**The problem**
Give the material once more, word for word, without any images.

**Records for processing**
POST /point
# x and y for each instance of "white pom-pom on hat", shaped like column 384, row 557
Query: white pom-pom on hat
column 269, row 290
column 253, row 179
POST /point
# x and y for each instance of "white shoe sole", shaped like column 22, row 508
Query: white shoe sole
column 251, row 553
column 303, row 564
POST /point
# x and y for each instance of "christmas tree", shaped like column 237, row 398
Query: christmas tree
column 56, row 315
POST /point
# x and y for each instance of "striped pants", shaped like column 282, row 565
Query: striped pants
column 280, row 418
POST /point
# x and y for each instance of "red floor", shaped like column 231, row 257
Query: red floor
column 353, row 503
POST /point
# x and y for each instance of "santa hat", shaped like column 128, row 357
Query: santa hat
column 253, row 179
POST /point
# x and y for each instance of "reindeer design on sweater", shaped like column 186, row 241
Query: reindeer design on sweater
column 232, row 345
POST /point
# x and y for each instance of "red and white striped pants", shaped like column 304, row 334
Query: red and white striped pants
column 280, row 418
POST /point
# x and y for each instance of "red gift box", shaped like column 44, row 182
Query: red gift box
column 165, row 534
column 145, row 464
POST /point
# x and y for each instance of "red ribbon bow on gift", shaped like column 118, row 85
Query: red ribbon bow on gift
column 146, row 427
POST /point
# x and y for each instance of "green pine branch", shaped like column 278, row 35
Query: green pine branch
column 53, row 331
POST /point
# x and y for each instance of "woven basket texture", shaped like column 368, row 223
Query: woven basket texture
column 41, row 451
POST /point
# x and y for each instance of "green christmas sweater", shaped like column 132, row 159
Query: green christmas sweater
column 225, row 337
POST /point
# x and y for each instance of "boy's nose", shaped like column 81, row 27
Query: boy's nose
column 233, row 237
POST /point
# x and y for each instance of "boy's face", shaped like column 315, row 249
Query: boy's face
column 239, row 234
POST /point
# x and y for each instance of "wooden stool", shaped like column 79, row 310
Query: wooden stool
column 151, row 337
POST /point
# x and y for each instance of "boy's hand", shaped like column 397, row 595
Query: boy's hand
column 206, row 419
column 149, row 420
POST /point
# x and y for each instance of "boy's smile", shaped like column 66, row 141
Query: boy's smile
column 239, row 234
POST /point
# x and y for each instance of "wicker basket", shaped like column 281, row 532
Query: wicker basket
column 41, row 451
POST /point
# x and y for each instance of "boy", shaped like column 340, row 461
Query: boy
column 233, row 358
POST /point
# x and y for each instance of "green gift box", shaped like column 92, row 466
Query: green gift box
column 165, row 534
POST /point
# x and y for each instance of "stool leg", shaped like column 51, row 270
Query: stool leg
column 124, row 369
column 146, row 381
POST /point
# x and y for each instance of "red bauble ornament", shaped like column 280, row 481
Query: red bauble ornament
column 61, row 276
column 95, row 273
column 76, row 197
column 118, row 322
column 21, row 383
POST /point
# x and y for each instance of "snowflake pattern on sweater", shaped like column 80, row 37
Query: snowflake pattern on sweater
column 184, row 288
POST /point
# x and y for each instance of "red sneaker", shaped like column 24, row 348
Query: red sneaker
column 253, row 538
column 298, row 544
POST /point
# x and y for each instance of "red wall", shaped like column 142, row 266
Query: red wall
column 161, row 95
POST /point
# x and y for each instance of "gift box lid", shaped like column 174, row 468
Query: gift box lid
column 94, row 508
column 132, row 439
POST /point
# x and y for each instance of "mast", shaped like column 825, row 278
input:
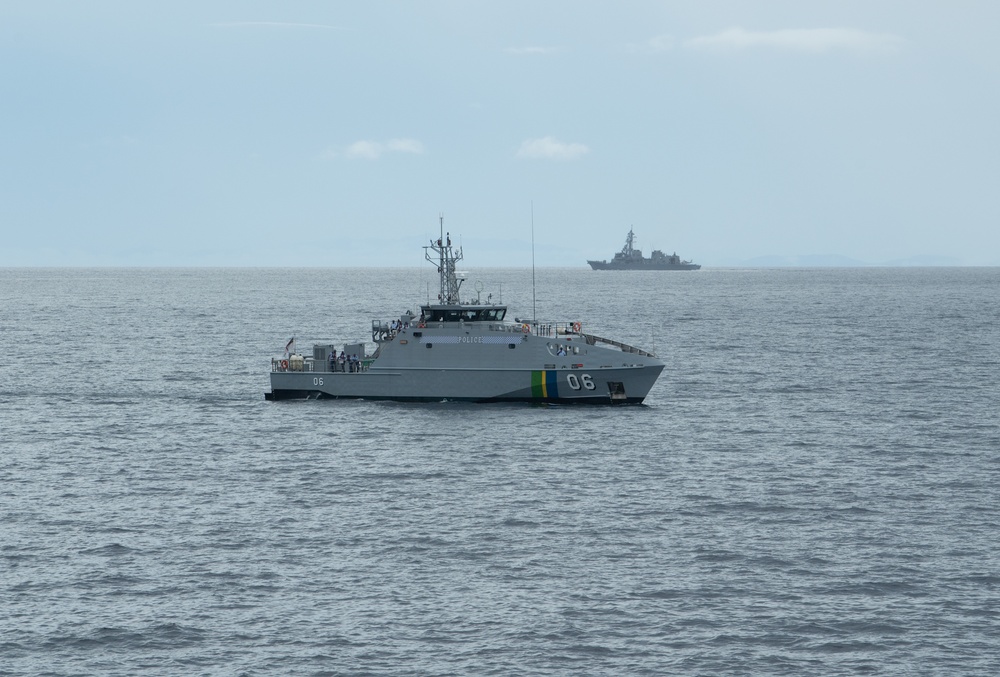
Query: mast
column 446, row 259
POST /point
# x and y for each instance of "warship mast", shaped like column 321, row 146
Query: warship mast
column 447, row 257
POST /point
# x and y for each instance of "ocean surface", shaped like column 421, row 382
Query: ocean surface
column 811, row 488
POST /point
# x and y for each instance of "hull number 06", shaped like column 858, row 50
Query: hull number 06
column 584, row 381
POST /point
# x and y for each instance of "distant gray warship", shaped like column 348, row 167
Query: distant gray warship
column 630, row 258
column 468, row 351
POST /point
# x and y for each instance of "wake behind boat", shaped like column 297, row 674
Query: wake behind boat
column 630, row 258
column 468, row 351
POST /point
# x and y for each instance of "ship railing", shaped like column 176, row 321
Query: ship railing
column 308, row 364
column 625, row 348
column 538, row 328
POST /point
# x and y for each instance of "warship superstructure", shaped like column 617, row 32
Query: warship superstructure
column 468, row 351
column 630, row 258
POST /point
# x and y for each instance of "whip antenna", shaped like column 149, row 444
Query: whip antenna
column 534, row 315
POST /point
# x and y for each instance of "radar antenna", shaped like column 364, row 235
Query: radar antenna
column 445, row 260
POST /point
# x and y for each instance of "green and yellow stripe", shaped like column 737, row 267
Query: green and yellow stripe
column 543, row 385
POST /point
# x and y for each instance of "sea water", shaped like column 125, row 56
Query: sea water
column 812, row 486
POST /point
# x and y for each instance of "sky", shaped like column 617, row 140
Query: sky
column 242, row 133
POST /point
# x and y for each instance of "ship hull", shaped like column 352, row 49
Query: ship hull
column 604, row 265
column 622, row 385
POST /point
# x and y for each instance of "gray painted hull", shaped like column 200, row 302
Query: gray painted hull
column 475, row 385
column 604, row 265
column 480, row 363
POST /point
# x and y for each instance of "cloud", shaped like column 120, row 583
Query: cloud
column 655, row 45
column 548, row 148
column 811, row 40
column 529, row 51
column 273, row 24
column 373, row 150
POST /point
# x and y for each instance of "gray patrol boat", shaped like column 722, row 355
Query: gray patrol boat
column 468, row 351
column 630, row 258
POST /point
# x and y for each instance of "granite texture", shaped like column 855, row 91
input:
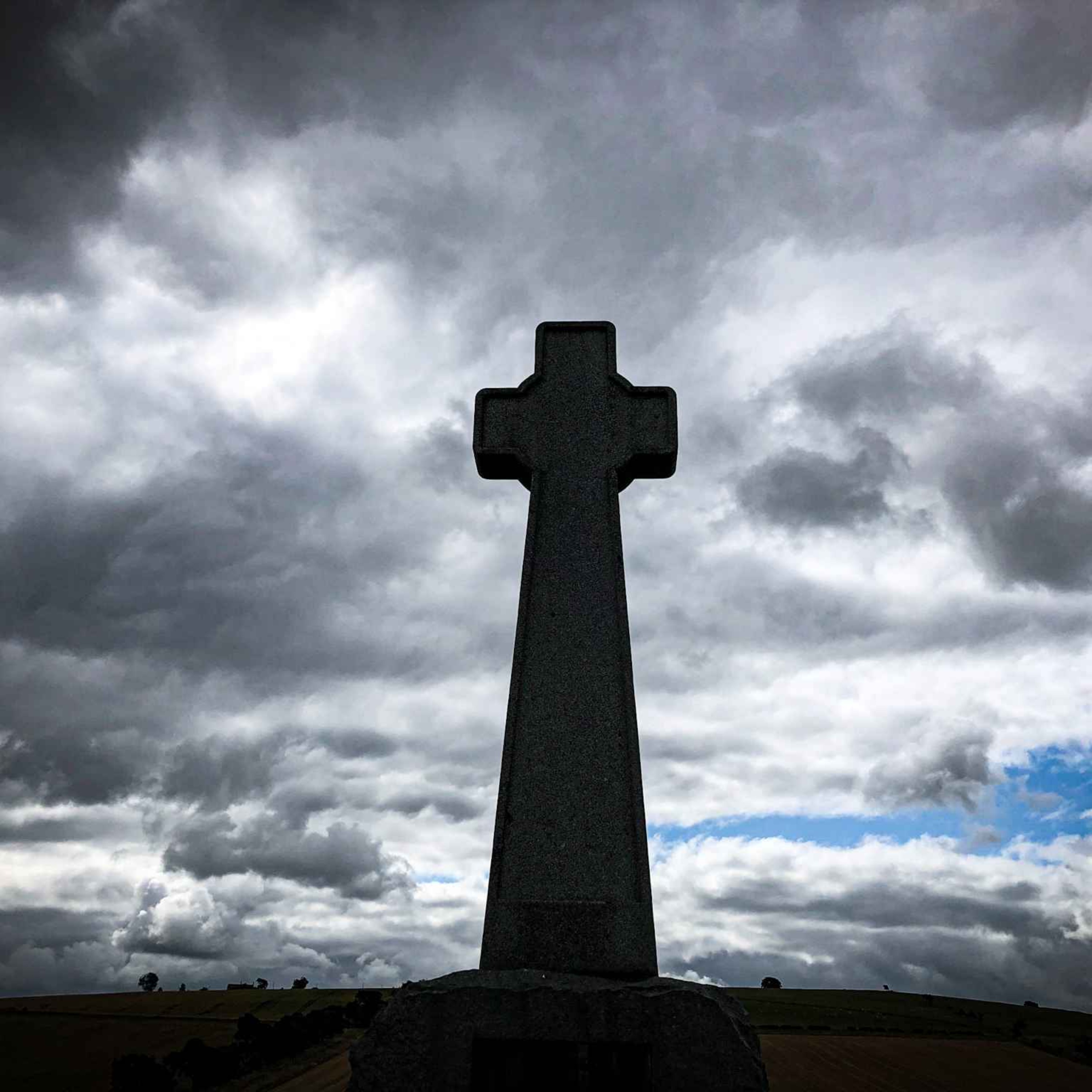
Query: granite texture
column 480, row 1031
column 569, row 878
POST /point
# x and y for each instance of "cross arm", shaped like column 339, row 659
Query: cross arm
column 652, row 415
column 498, row 413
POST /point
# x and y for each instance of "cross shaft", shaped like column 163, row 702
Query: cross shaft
column 569, row 879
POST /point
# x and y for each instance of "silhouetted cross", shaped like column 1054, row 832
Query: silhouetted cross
column 569, row 881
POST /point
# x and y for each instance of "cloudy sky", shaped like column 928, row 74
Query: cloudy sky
column 257, row 608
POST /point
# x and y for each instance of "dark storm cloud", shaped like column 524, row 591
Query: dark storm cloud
column 1016, row 910
column 800, row 488
column 344, row 858
column 960, row 964
column 953, row 774
column 123, row 614
column 1006, row 485
column 656, row 140
column 215, row 565
column 896, row 373
column 455, row 806
column 50, row 927
column 1003, row 64
column 82, row 828
column 81, row 732
column 80, row 88
column 221, row 772
column 194, row 930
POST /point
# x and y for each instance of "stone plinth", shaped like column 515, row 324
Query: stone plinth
column 528, row 1030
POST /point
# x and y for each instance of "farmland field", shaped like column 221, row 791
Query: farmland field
column 812, row 1040
column 887, row 1064
column 70, row 1042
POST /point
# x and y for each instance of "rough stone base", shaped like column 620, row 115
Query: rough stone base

**Full solution**
POST /point
# x and y for each instance of "white pom-pom on hat", shaped like column 384, row 557
Query: white pom-pom on hat
column 269, row 290
column 253, row 179
POST /point
# x and y for each instance of "white shoe sole", shaped like column 22, row 508
Query: white shoe sole
column 251, row 553
column 303, row 564
POST /point
# x and y for each instance of "christmas tree", shaped like column 237, row 398
Query: christmas tree
column 56, row 315
POST /point
# x and y for each instance of "striped pants", shaped like column 282, row 565
Query: striped pants
column 280, row 418
POST /point
# x and y for each instance of "red floor", shaped like column 231, row 257
Query: red floor
column 353, row 503
POST /point
# x and y for each instance of "santa hat", shaped like column 128, row 357
Query: santa hat
column 253, row 179
POST /point
# x and y for each instance of "reindeer design on sweater", shaped like column 186, row 241
Query: reindeer design on sweater
column 232, row 345
POST /point
# x and y for each instance of "red and white striped pants", shaped like column 304, row 334
Query: red and white striped pants
column 280, row 418
POST /point
# x and y for each instance of "red gift box", shaped like column 44, row 182
Query: red gift box
column 165, row 534
column 145, row 464
POST /point
# x and y for each instance of "red ribbon bow on gift", shaped like column 118, row 85
Query: red ribbon bow on gift
column 146, row 427
POST /point
# x and y for each instance of "green pine branch", shaped like column 278, row 35
Query: green pine branch
column 53, row 331
POST /point
# x and y for each instance of "woven basket texture", shaped like column 368, row 223
Query: woven basket texture
column 41, row 451
POST /point
# x and y for each instance of "green christmas sweater", shaped like column 132, row 159
Query: green christmas sweater
column 225, row 337
POST /point
# x and y for each instance of "boy's nose", shaped like column 81, row 27
Query: boy's nose
column 233, row 237
POST /point
# x and y for each instance of "boy's face", shaped like column 315, row 249
Query: boy's face
column 239, row 234
POST /point
# x and y for each instance of "wooden stool", shaped like column 79, row 310
Query: wooden stool
column 151, row 337
POST /point
# x and y for each instance of "boy's hand", shaped like column 397, row 595
Query: boy's hand
column 206, row 419
column 149, row 420
POST /point
# x and y for each instance of "boy's smile", shaped like column 66, row 141
Query: boy's smile
column 239, row 234
POST /point
# x and y for each instance of "wicker basket", shaped like column 281, row 532
Query: wicker basket
column 41, row 451
POST /point
# x and y for each instance of "boy", shaped like column 340, row 461
Query: boy
column 233, row 358
POST /point
# x and y for each instance of "green gift box", shaped like column 92, row 466
Query: green gift box
column 165, row 534
POST /point
# x and y for each instance of "stool leg", shaped like column 51, row 270
Query: stool leg
column 124, row 369
column 146, row 381
POST /point
# x and y for each instance of "red bauble ornament", shaped like column 280, row 481
Query: red bauble ornament
column 61, row 276
column 95, row 273
column 76, row 197
column 118, row 322
column 21, row 383
POST /point
# x and y for each instance of "snowflake pattern on sweater", shaped like column 80, row 37
Query: snowflake pattern on sweater
column 184, row 288
POST /point
# x and y for each instance of "red sneaker", shaped like column 24, row 348
Query: red sneaker
column 253, row 538
column 298, row 544
POST /point
# x and y for each instance of "red wall", shaped like column 142, row 266
Query: red wall
column 161, row 95
POST /point
# x and y for each instance of "gift box lid", shaped like column 174, row 468
Query: gift box lid
column 94, row 508
column 132, row 439
POST /point
# x and y for each instance of "mast", shaped like column 825, row 278
input:
Query: mast
column 446, row 259
POST /point
# x and y for each instance of "warship mast", shaped like column 321, row 146
Query: warship mast
column 447, row 257
POST /point
# x and y for each instance of "ocean surface", shaped like column 421, row 382
Query: ocean surface
column 811, row 488
POST /point
# x and y for each instance of "hull number 06", shaped like column 858, row 50
Query: hull number 06
column 584, row 381
POST /point
# x and y for each instance of "distant gray warship", shaped like column 348, row 167
Query: distant gray warship
column 630, row 258
column 468, row 351
POST /point
# x and y for each instance of "wake behind boat", shaped like column 297, row 674
Query: wake behind boat
column 630, row 258
column 468, row 351
POST /point
# x and y for each instance of "ship railing", shaped like column 176, row 321
Query: ship railing
column 308, row 364
column 625, row 348
column 538, row 328
POST /point
# x and y for each instance of "warship superstructure", shaped like column 617, row 32
Query: warship superstructure
column 468, row 351
column 630, row 258
POST /point
# x and y for each instance of "whip antenna", shaped like column 149, row 444
Query: whip antenna
column 534, row 315
POST /point
# x and y for each instance of "radar antenna", shaped like column 364, row 235
Query: radar antenna
column 445, row 260
POST /point
# x and y for each instance of "green and yellow stripe", shaped like column 737, row 267
Query: green and yellow stripe
column 543, row 385
POST /point
# x and y for each instance of "sea water", shaped like column 125, row 56
Query: sea water
column 812, row 486
POST /point
# x and y for each instance of "sky", shaped like column 617, row 140
Query: sky
column 242, row 133
POST /point
# x and y for each instance of "ship hull", shaped like column 352, row 49
Query: ship hull
column 604, row 265
column 622, row 385
POST /point
# x and y for each instance of "gray painted hull", shaped like column 200, row 302
Query: gray painted hull
column 475, row 385
column 604, row 265
column 480, row 363
POST /point
# x and y for each instance of "cloud", shaped like column 120, row 583
Query: cloud
column 655, row 45
column 548, row 148
column 811, row 40
column 529, row 51
column 273, row 24
column 373, row 150
POST /point
# x and y for each instance of "gray patrol boat", shaped like column 722, row 355
Query: gray patrol boat
column 468, row 351
column 630, row 258
POST /point
# x and y for each instance of "granite texture", shaped like column 855, row 91
input:
Query: granite texture
column 480, row 1031
column 569, row 878
POST /point
# x and y for each instance of "cross arm", shaped like column 339, row 659
Query: cross arm
column 652, row 415
column 498, row 413
POST /point
# x and y for each instance of "cross shaft", shaped like column 163, row 702
Query: cross shaft
column 569, row 879
POST /point
# x and y for each instance of "silhouetted cross", shaped like column 1054, row 832
Query: silhouetted cross
column 569, row 881
POST /point
# x and y for each instance of "cloudy sky", shaped like column 928, row 74
Query: cloudy sky
column 257, row 608
POST /point
# x and y for each instance of "dark storm cloud", shaped like column 524, row 591
Query: dark storm cloud
column 1016, row 910
column 800, row 488
column 344, row 858
column 960, row 964
column 953, row 774
column 123, row 614
column 1006, row 485
column 656, row 140
column 215, row 565
column 896, row 373
column 455, row 806
column 50, row 927
column 1003, row 64
column 82, row 828
column 81, row 732
column 80, row 88
column 221, row 772
column 194, row 930
POST /point
# x and y for each instance of "stone plinth", shaped like column 515, row 324
Query: stone plinth
column 528, row 1030
POST /point
# x and y for each instance of "farmland field", shaped like column 221, row 791
Query: farmland field
column 812, row 1040
column 887, row 1064
column 70, row 1042
POST /point
# x and y for each instance of "rough stone base", shaped like column 620, row 115
Query: rough stone base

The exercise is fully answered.